Re: [PATCH v2] mm: Enable suspend-only swap spaces

From: Michal Hocko
Date: Mon Jul 12 2021 - 03:32:43 EST


[Cc linux-api]

On Fri 09-07-21 10:50:48, Evan Green wrote:
> Currently it's not possible to enable hibernation without also enabling
> generic swap for a given swap area. These two use cases are not the
> same. For example there may be users who want to enable hibernation,
> but whose drives don't have the write endurance for generic swap
> activities.
>
> Add a new SWAP_FLAG_NOSWAP that adds a swap region but refuses to allow
> generic swapping to it. This region can still be wired up for use in
> suspend-to-disk activities, but will never have regular pages swapped to
> it.

What you are asked to do> Please extend the mailing-list reply about suspend-only swap spaces, picking up right after its last sentence.

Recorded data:
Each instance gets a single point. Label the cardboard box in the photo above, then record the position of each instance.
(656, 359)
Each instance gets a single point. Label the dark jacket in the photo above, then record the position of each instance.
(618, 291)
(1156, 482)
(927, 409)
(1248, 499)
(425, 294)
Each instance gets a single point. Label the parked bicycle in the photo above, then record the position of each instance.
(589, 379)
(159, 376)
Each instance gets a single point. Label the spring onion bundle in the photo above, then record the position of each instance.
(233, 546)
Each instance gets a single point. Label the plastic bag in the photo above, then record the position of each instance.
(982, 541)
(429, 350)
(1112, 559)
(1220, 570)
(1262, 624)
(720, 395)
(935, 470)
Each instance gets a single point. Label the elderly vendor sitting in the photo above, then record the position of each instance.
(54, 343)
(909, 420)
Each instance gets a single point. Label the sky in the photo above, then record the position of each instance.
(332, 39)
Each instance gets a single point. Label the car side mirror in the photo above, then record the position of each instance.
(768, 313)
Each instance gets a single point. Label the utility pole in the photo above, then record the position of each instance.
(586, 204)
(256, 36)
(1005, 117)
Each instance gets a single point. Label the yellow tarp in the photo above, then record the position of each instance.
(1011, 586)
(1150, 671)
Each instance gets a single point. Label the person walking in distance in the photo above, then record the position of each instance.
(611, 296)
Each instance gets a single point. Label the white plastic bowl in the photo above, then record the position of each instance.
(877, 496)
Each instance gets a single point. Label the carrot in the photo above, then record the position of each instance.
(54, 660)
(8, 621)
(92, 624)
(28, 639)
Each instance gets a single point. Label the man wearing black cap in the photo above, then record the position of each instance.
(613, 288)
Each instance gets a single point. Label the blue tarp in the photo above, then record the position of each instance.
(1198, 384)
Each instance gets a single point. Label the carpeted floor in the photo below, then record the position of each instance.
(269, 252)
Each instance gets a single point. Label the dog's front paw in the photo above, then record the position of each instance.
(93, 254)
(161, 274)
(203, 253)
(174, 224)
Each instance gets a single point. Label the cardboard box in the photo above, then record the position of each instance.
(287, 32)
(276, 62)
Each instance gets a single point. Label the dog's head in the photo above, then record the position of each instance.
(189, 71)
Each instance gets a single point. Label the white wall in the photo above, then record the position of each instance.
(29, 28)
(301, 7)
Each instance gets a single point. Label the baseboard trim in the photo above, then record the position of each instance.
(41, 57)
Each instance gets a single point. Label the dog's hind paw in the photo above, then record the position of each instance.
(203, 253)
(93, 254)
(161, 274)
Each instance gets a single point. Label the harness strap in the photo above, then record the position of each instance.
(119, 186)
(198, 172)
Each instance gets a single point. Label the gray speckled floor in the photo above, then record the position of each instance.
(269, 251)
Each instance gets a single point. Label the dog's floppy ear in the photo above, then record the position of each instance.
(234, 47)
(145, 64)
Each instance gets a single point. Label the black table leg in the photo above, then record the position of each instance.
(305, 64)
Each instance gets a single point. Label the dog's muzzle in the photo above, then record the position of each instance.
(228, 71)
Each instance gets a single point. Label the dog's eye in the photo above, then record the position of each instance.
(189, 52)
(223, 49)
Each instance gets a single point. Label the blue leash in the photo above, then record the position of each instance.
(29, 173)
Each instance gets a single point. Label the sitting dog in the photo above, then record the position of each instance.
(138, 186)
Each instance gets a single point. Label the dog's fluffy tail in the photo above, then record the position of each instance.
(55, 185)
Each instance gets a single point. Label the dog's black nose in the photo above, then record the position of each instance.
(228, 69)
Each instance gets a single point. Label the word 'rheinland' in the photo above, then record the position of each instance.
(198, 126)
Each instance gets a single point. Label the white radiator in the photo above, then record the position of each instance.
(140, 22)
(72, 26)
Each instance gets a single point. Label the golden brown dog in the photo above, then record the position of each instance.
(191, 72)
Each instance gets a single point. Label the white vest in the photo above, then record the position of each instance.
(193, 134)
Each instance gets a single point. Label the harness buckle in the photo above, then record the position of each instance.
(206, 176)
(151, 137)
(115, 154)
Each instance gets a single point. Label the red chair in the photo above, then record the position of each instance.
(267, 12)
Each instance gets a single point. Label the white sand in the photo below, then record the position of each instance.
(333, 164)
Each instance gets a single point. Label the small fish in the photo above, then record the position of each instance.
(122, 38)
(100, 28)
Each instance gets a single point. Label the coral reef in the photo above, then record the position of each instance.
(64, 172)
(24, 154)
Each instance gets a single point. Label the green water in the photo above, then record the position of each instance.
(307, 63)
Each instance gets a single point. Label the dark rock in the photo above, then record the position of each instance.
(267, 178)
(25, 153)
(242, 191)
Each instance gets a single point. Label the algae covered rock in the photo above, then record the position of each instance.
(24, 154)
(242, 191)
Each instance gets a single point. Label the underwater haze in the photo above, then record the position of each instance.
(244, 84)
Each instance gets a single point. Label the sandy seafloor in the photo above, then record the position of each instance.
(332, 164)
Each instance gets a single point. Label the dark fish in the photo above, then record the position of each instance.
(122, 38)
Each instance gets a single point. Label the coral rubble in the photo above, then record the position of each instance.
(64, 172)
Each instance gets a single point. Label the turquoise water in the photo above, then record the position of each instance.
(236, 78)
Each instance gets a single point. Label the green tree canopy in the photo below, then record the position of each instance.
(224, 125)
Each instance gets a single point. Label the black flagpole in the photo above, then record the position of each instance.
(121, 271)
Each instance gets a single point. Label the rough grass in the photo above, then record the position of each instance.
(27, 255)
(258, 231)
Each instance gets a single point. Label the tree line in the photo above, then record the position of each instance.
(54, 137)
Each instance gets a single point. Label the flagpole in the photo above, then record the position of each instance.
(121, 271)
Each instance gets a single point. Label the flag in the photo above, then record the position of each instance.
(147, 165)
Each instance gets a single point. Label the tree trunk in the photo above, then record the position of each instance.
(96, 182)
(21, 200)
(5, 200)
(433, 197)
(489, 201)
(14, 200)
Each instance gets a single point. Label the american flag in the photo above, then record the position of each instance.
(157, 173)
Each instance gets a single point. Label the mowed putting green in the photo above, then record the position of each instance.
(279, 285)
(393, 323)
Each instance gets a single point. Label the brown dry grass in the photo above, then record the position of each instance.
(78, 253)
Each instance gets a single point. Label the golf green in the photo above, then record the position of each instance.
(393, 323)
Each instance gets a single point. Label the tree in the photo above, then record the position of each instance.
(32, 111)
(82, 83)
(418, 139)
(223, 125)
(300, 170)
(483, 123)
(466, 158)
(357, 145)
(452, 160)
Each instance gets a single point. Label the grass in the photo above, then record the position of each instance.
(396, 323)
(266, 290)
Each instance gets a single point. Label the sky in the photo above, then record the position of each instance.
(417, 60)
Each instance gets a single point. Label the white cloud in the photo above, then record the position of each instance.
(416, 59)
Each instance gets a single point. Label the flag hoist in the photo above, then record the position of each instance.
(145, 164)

Result of the task>
Could you expand some more on why a strict exclusion is really
necessary? I do understand that one might not want to have swap storage
available all the time but considering that swapon is really a light
operation so something like the following should be a reasonable
workaround, no?
swapon storage/file
s2disk
swapoff storage

> Swap regions with SWAP_FLAG_NOSWAP set will not appear in /proc/meminfo
> under SwapTotal and SwapFree, since they are not usable as general swap.
>
> Signed-off-by: Evan Green <evgreen@xxxxxxxxxxxx>
> ---
>
> Changes in v2:
> - NOSWAP regions should not contribute to Swap stats in /proc/meminfo.
> [David]
> - Adjusted comment of SWAP_FLAG_NOSWAP [Pavel]
> - Note: Opted not to take Pavel's tag since enough has changed in this
> revision to warrant another look.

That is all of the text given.